Dataset excerpts on object pointing:
------------------------------------------------
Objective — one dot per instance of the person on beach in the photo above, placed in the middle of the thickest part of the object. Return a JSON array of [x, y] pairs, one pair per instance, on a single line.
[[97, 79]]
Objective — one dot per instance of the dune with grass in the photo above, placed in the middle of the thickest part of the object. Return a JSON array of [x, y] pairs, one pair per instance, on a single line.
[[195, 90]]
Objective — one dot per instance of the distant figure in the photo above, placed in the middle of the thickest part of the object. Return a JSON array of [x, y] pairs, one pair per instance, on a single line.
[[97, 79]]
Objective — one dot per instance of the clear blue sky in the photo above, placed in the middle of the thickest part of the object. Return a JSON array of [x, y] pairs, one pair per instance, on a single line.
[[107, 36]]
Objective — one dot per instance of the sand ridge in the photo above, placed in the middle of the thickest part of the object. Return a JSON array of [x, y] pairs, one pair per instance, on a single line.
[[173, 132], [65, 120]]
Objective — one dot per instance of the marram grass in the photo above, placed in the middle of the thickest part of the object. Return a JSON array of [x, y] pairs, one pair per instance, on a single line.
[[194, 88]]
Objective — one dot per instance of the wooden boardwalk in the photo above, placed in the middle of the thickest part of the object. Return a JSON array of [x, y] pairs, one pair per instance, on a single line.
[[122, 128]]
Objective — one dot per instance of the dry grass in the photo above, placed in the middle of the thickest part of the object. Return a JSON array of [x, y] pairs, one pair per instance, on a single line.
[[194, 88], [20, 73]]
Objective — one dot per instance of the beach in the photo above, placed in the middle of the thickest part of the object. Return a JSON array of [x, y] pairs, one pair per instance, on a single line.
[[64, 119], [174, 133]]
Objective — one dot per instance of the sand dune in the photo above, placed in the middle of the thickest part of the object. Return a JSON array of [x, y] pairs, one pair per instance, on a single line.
------------------------------------------------
Take the data above and return it exactly.

Objective — one dot per instance of the person on beach in the photo above, placed in the middle of the thickest part of the object. Return a JSON array of [x, y] pairs, one pair per instance, on a single line.
[[97, 79]]
Objective — one dot per instance of the dune with grass in the photo above, placed in the middle of the thickest part of the object. Return a JSON array of [x, y] pairs, one pair per instance, on a single line.
[[195, 90]]
Objective — one dot per instance of the distant figure in the photo above, placed in the middle of the thickest part of the object. Return a JSON array of [x, y] pairs, one pair per instance, on a single line.
[[97, 79]]
Objective — one dot per instance of the clear blue sky in the photo above, placed in the middle of the thickest part of the object. Return a JSON array of [x, y] pairs, one pair per instance, on a single line.
[[107, 36]]
Objective — one dot per instance of the sand ridge in the photo above, placed in the middle of the thickest part of the object. Return a JSON array of [x, y] pairs, one pair per instance, on a single line.
[[173, 132], [65, 120]]
Objective — one dot per instance of the marram grass in the photo above, placed in the middle of the thickest part of the object. Return a JSON array of [x, y] pairs, one pair per instance, on a single line.
[[194, 88]]
Objective — one dot per instance of the wooden boardwalk in the photo above, placed in the middle of the thickest part of the object. Return a JSON array of [x, y] pairs, one pair per instance, on a single line.
[[122, 128]]
Objective — one dot per instance of the dry grass in the photo above, placed in the middle of the thickest part of the object. Return a JSON array of [x, y] pairs, one pair per instance, on a single line.
[[194, 88], [20, 73]]
Objective — one dot per instance of the beach in the photo above, placed in the middle of the thickest part of the object. Return a JSON array of [x, y] pairs, one pair per instance, on a single line.
[[64, 119], [174, 133]]
Objective — one dot per instance of the sand dune in the photo above, placed in the middle of the thickest part of the object. Return a JSON array of [x, y] pairs, one pair per instance, on a single line.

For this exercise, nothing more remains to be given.